* **WHAT YOU ARE ASKED TO DO**
Reproduce verbatim every line from the start of the entries through the line containing "246 121 L 245", inclusive, omitting the pictures from your answer.

=== ENTRIES ===

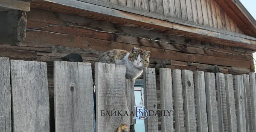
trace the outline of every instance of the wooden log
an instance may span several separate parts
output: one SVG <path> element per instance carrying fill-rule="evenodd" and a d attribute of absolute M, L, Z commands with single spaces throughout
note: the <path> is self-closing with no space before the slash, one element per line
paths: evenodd
<path fill-rule="evenodd" d="M 232 75 L 225 74 L 225 86 L 226 87 L 227 108 L 228 120 L 228 130 L 230 132 L 237 132 L 234 87 L 233 85 L 233 77 Z"/>
<path fill-rule="evenodd" d="M 208 131 L 204 81 L 204 73 L 201 71 L 195 71 L 195 89 L 197 127 L 198 132 L 202 132 Z"/>
<path fill-rule="evenodd" d="M 214 73 L 206 73 L 205 77 L 209 131 L 218 132 L 219 132 L 218 114 Z"/>
<path fill-rule="evenodd" d="M 225 75 L 221 73 L 216 75 L 218 92 L 218 110 L 219 113 L 219 128 L 220 132 L 228 131 L 227 98 L 225 86 Z"/>
<path fill-rule="evenodd" d="M 17 10 L 0 11 L 0 43 L 20 45 L 26 37 L 26 12 Z"/>
<path fill-rule="evenodd" d="M 246 121 L 245 118 L 246 98 L 244 97 L 244 81 L 243 76 L 235 76 L 235 86 L 236 90 L 236 110 L 237 115 L 237 130 L 238 132 L 246 132 Z"/>
<path fill-rule="evenodd" d="M 91 64 L 54 62 L 54 80 L 55 132 L 93 130 Z"/>
<path fill-rule="evenodd" d="M 253 130 L 256 130 L 256 81 L 255 73 L 250 73 L 249 74 L 250 78 L 250 87 L 252 101 L 252 112 Z"/>
<path fill-rule="evenodd" d="M 49 132 L 46 63 L 11 60 L 13 132 Z"/>
<path fill-rule="evenodd" d="M 249 75 L 243 74 L 244 88 L 244 98 L 245 98 L 245 118 L 246 119 L 246 129 L 247 132 L 250 132 L 253 129 L 253 115 L 252 111 L 252 98 L 250 88 Z"/>
<path fill-rule="evenodd" d="M 143 71 L 144 82 L 144 105 L 145 109 L 157 111 L 157 87 L 156 75 L 154 68 L 145 68 Z M 149 112 L 149 114 L 150 114 Z M 158 132 L 157 115 L 148 116 L 145 121 L 146 131 L 148 132 Z"/>
<path fill-rule="evenodd" d="M 186 132 L 196 132 L 193 72 L 182 70 L 182 89 L 184 95 L 185 126 Z"/>
<path fill-rule="evenodd" d="M 135 116 L 136 112 L 134 110 L 135 106 L 135 98 L 134 97 L 134 81 L 130 79 L 125 80 L 125 95 L 127 99 L 127 106 L 129 110 L 132 112 L 134 115 L 130 116 L 130 125 L 133 125 L 136 123 L 136 120 L 133 118 Z"/>
<path fill-rule="evenodd" d="M 116 132 L 122 126 L 125 126 L 125 132 L 129 132 L 130 117 L 118 116 L 119 112 L 122 115 L 125 112 L 130 115 L 125 93 L 125 67 L 96 63 L 95 69 L 96 132 Z"/>
<path fill-rule="evenodd" d="M 12 132 L 10 62 L 0 58 L 0 131 Z"/>
<path fill-rule="evenodd" d="M 171 69 L 160 68 L 160 73 L 161 110 L 170 112 L 169 115 L 163 115 L 161 117 L 161 130 L 173 132 L 172 70 Z"/>
<path fill-rule="evenodd" d="M 174 96 L 174 108 L 175 132 L 185 132 L 184 111 L 181 85 L 181 72 L 180 70 L 172 71 L 173 88 Z"/>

===

* **FINAL ANSWER**
trace the outline of every instance of the wooden log
an instance may span several separate parts
output: one SVG <path> element per instance carrying fill-rule="evenodd" and a d attribute of absolute M, L, Z commands with single spaces throughout
note: the <path> is self-closing with no space before the slash, one element per line
paths: evenodd
<path fill-rule="evenodd" d="M 232 75 L 225 74 L 225 86 L 226 87 L 227 108 L 228 120 L 228 130 L 230 132 L 237 132 L 234 87 L 233 85 L 233 77 Z"/>
<path fill-rule="evenodd" d="M 208 131 L 204 81 L 204 73 L 201 71 L 195 71 L 195 89 L 197 127 L 198 132 L 202 132 Z"/>
<path fill-rule="evenodd" d="M 214 73 L 206 73 L 205 77 L 209 131 L 218 132 L 219 132 L 218 114 Z"/>
<path fill-rule="evenodd" d="M 225 75 L 221 73 L 216 75 L 218 92 L 218 110 L 219 113 L 219 128 L 220 132 L 228 131 L 227 98 L 225 86 Z"/>
<path fill-rule="evenodd" d="M 17 10 L 0 11 L 0 43 L 20 45 L 26 37 L 26 12 Z"/>
<path fill-rule="evenodd" d="M 246 121 L 245 118 L 246 98 L 244 97 L 244 81 L 243 76 L 235 76 L 235 86 L 236 90 L 236 110 L 237 115 L 237 130 L 238 132 L 246 132 Z"/>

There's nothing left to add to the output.